Information provided:
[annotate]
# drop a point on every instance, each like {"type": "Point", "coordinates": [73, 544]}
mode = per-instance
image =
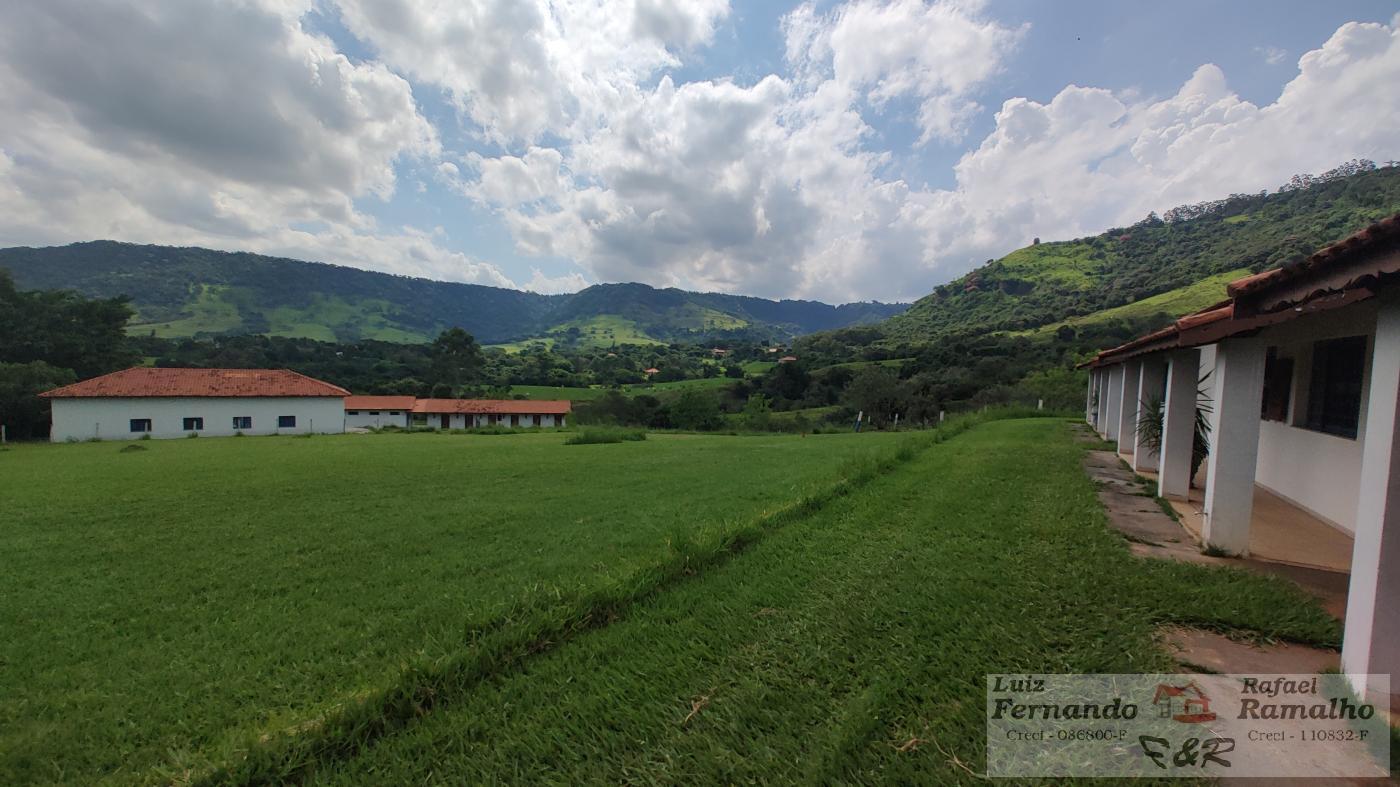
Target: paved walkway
{"type": "Point", "coordinates": [1278, 531]}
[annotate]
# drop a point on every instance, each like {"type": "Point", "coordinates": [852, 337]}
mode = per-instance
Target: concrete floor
{"type": "Point", "coordinates": [1278, 532]}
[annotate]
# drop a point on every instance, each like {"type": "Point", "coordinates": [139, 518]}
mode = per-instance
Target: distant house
{"type": "Point", "coordinates": [177, 402]}
{"type": "Point", "coordinates": [378, 412]}
{"type": "Point", "coordinates": [469, 413]}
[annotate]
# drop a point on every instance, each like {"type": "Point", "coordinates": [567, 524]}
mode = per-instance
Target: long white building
{"type": "Point", "coordinates": [178, 402]}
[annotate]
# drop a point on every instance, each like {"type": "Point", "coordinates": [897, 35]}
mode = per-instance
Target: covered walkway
{"type": "Point", "coordinates": [1287, 397]}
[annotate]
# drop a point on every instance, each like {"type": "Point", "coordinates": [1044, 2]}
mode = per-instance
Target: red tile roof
{"type": "Point", "coordinates": [497, 406]}
{"type": "Point", "coordinates": [380, 402]}
{"type": "Point", "coordinates": [1336, 276]}
{"type": "Point", "coordinates": [150, 381]}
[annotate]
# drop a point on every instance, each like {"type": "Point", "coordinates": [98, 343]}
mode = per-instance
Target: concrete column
{"type": "Point", "coordinates": [1229, 490]}
{"type": "Point", "coordinates": [1127, 405]}
{"type": "Point", "coordinates": [1150, 388]}
{"type": "Point", "coordinates": [1099, 374]}
{"type": "Point", "coordinates": [1372, 635]}
{"type": "Point", "coordinates": [1088, 398]}
{"type": "Point", "coordinates": [1179, 425]}
{"type": "Point", "coordinates": [1109, 416]}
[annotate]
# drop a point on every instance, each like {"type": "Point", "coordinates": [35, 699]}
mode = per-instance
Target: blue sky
{"type": "Point", "coordinates": [863, 149]}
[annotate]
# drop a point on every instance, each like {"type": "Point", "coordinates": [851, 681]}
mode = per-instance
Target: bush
{"type": "Point", "coordinates": [595, 436]}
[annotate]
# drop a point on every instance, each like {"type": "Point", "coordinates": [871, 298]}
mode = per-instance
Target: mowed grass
{"type": "Point", "coordinates": [847, 647]}
{"type": "Point", "coordinates": [163, 601]}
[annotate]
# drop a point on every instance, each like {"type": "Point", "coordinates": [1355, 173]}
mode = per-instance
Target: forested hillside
{"type": "Point", "coordinates": [195, 291]}
{"type": "Point", "coordinates": [1050, 282]}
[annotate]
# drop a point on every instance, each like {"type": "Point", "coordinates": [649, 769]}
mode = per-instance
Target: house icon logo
{"type": "Point", "coordinates": [1186, 703]}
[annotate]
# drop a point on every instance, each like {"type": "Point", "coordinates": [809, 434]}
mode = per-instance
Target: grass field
{"type": "Point", "coordinates": [849, 647]}
{"type": "Point", "coordinates": [557, 392]}
{"type": "Point", "coordinates": [471, 609]}
{"type": "Point", "coordinates": [160, 601]}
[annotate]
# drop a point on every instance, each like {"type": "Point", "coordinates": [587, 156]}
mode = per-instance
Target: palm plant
{"type": "Point", "coordinates": [1150, 426]}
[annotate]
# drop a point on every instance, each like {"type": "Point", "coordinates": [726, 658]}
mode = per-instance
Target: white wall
{"type": "Point", "coordinates": [434, 420]}
{"type": "Point", "coordinates": [367, 419]}
{"type": "Point", "coordinates": [109, 418]}
{"type": "Point", "coordinates": [1315, 471]}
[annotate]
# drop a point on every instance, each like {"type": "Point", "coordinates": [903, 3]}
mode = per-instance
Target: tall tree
{"type": "Point", "coordinates": [457, 359]}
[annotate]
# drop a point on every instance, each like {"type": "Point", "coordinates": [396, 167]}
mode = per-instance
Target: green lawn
{"type": "Point", "coordinates": [846, 647]}
{"type": "Point", "coordinates": [161, 601]}
{"type": "Point", "coordinates": [559, 392]}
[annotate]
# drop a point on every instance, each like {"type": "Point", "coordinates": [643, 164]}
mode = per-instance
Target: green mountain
{"type": "Point", "coordinates": [1158, 268]}
{"type": "Point", "coordinates": [195, 291]}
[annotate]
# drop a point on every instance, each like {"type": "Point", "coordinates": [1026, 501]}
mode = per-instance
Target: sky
{"type": "Point", "coordinates": [829, 150]}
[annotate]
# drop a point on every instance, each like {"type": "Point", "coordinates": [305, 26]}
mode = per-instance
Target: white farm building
{"type": "Point", "coordinates": [378, 412]}
{"type": "Point", "coordinates": [178, 402]}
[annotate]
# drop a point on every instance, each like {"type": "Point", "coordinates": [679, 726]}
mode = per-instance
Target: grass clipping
{"type": "Point", "coordinates": [535, 623]}
{"type": "Point", "coordinates": [597, 436]}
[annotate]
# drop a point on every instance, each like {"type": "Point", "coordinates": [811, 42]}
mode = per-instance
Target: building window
{"type": "Point", "coordinates": [1278, 384]}
{"type": "Point", "coordinates": [1334, 388]}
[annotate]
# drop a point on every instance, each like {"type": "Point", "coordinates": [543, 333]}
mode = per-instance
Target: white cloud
{"type": "Point", "coordinates": [1271, 55]}
{"type": "Point", "coordinates": [1088, 160]}
{"type": "Point", "coordinates": [760, 188]}
{"type": "Point", "coordinates": [878, 51]}
{"type": "Point", "coordinates": [230, 125]}
{"type": "Point", "coordinates": [773, 188]}
{"type": "Point", "coordinates": [555, 284]}
{"type": "Point", "coordinates": [221, 125]}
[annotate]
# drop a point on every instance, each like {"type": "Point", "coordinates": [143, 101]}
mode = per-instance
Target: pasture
{"type": "Point", "coordinates": [164, 597]}
{"type": "Point", "coordinates": [849, 647]}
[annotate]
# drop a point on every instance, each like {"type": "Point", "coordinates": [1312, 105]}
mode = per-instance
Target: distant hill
{"type": "Point", "coordinates": [1161, 266]}
{"type": "Point", "coordinates": [195, 291]}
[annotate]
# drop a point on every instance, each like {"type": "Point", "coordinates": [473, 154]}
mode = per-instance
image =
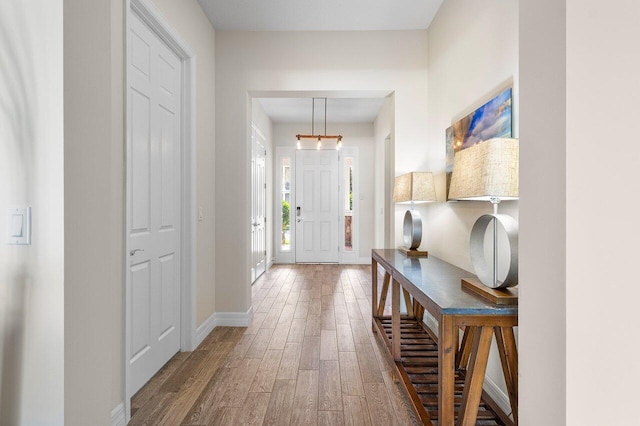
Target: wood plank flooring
{"type": "Point", "coordinates": [308, 358]}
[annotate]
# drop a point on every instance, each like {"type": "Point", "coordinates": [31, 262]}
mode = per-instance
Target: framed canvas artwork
{"type": "Point", "coordinates": [491, 120]}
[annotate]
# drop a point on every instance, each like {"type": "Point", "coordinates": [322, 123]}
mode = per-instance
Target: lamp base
{"type": "Point", "coordinates": [413, 252]}
{"type": "Point", "coordinates": [499, 296]}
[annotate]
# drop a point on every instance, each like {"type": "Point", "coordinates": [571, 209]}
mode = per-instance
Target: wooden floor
{"type": "Point", "coordinates": [308, 357]}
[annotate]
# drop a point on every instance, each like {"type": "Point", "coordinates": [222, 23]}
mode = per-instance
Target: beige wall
{"type": "Point", "coordinates": [603, 197]}
{"type": "Point", "coordinates": [542, 214]}
{"type": "Point", "coordinates": [473, 55]}
{"type": "Point", "coordinates": [31, 174]}
{"type": "Point", "coordinates": [192, 25]}
{"type": "Point", "coordinates": [383, 128]}
{"type": "Point", "coordinates": [94, 215]}
{"type": "Point", "coordinates": [280, 61]}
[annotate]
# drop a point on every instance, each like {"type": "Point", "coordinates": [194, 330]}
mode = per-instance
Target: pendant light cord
{"type": "Point", "coordinates": [325, 116]}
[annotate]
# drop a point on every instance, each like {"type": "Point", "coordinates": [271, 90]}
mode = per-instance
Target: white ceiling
{"type": "Point", "coordinates": [339, 110]}
{"type": "Point", "coordinates": [320, 15]}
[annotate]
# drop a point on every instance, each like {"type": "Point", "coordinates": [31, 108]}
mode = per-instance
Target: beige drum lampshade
{"type": "Point", "coordinates": [485, 170]}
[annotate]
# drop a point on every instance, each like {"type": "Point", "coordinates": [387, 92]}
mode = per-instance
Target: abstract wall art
{"type": "Point", "coordinates": [491, 120]}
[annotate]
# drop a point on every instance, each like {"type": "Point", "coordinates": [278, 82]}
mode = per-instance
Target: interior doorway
{"type": "Point", "coordinates": [159, 253]}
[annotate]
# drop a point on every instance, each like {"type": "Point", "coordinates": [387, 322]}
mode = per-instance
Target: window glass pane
{"type": "Point", "coordinates": [285, 170]}
{"type": "Point", "coordinates": [348, 204]}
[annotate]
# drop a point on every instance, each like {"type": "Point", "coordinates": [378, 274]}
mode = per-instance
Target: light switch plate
{"type": "Point", "coordinates": [19, 225]}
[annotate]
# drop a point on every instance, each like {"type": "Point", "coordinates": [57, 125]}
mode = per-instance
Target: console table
{"type": "Point", "coordinates": [442, 373]}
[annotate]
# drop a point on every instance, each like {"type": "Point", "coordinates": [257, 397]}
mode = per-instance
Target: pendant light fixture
{"type": "Point", "coordinates": [319, 137]}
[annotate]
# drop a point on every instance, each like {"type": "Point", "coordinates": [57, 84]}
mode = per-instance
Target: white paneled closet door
{"type": "Point", "coordinates": [153, 203]}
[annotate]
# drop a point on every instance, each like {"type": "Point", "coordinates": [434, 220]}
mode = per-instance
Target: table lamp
{"type": "Point", "coordinates": [413, 188]}
{"type": "Point", "coordinates": [488, 171]}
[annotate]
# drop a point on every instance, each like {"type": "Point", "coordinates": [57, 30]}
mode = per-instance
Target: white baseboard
{"type": "Point", "coordinates": [204, 329]}
{"type": "Point", "coordinates": [227, 319]}
{"type": "Point", "coordinates": [497, 394]}
{"type": "Point", "coordinates": [117, 416]}
{"type": "Point", "coordinates": [234, 319]}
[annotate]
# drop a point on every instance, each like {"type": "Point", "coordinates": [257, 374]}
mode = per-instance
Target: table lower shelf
{"type": "Point", "coordinates": [418, 369]}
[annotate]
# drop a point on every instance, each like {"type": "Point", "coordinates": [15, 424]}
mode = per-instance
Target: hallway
{"type": "Point", "coordinates": [309, 357]}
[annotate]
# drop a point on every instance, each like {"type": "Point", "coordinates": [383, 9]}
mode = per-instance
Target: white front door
{"type": "Point", "coordinates": [153, 203]}
{"type": "Point", "coordinates": [316, 213]}
{"type": "Point", "coordinates": [258, 205]}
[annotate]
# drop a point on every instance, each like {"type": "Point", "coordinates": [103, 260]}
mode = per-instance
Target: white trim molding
{"type": "Point", "coordinates": [118, 417]}
{"type": "Point", "coordinates": [234, 319]}
{"type": "Point", "coordinates": [204, 329]}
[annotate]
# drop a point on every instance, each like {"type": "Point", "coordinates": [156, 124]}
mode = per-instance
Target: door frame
{"type": "Point", "coordinates": [151, 16]}
{"type": "Point", "coordinates": [255, 129]}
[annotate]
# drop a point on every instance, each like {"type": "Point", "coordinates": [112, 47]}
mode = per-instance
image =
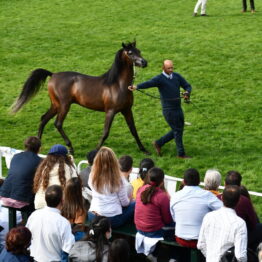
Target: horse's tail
{"type": "Point", "coordinates": [31, 87]}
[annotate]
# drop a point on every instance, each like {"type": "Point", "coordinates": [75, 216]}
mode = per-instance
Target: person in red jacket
{"type": "Point", "coordinates": [152, 206]}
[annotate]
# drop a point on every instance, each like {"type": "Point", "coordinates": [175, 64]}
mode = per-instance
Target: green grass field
{"type": "Point", "coordinates": [220, 55]}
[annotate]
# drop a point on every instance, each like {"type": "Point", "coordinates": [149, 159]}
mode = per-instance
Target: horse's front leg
{"type": "Point", "coordinates": [108, 122]}
{"type": "Point", "coordinates": [127, 113]}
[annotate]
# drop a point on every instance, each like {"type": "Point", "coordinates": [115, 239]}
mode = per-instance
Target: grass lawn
{"type": "Point", "coordinates": [220, 55]}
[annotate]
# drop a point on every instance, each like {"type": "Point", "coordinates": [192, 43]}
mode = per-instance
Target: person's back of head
{"type": "Point", "coordinates": [212, 179]}
{"type": "Point", "coordinates": [244, 192]}
{"type": "Point", "coordinates": [231, 195]}
{"type": "Point", "coordinates": [99, 233]}
{"type": "Point", "coordinates": [156, 178]}
{"type": "Point", "coordinates": [126, 163]}
{"type": "Point", "coordinates": [191, 177]}
{"type": "Point", "coordinates": [105, 175]}
{"type": "Point", "coordinates": [144, 167]}
{"type": "Point", "coordinates": [18, 240]}
{"type": "Point", "coordinates": [119, 251]}
{"type": "Point", "coordinates": [233, 178]}
{"type": "Point", "coordinates": [33, 144]}
{"type": "Point", "coordinates": [53, 196]}
{"type": "Point", "coordinates": [90, 156]}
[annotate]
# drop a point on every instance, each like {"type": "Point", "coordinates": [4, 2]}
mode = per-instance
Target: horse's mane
{"type": "Point", "coordinates": [111, 76]}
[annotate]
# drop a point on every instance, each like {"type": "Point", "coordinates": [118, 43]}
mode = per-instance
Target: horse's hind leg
{"type": "Point", "coordinates": [108, 122]}
{"type": "Point", "coordinates": [61, 115]}
{"type": "Point", "coordinates": [45, 118]}
{"type": "Point", "coordinates": [131, 124]}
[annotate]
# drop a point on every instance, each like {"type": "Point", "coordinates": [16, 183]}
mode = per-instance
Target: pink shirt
{"type": "Point", "coordinates": [13, 203]}
{"type": "Point", "coordinates": [154, 215]}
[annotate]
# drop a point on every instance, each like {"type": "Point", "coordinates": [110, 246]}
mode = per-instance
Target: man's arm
{"type": "Point", "coordinates": [184, 84]}
{"type": "Point", "coordinates": [154, 82]}
{"type": "Point", "coordinates": [201, 243]}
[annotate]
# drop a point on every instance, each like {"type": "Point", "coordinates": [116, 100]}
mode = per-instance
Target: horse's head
{"type": "Point", "coordinates": [134, 54]}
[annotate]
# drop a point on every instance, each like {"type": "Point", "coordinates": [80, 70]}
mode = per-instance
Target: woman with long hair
{"type": "Point", "coordinates": [18, 240]}
{"type": "Point", "coordinates": [109, 194]}
{"type": "Point", "coordinates": [73, 204]}
{"type": "Point", "coordinates": [56, 168]}
{"type": "Point", "coordinates": [93, 248]}
{"type": "Point", "coordinates": [144, 167]}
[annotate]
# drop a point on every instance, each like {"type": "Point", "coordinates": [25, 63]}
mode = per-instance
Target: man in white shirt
{"type": "Point", "coordinates": [223, 229]}
{"type": "Point", "coordinates": [188, 208]}
{"type": "Point", "coordinates": [51, 233]}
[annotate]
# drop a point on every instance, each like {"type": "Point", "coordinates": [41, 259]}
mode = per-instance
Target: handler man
{"type": "Point", "coordinates": [168, 84]}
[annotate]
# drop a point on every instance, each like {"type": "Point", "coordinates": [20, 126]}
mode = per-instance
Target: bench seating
{"type": "Point", "coordinates": [129, 230]}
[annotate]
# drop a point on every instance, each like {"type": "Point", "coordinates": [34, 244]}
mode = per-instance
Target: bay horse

What you should do: Count the lines of the records above that include the word "table", and reply with the number alone.

The answer: 3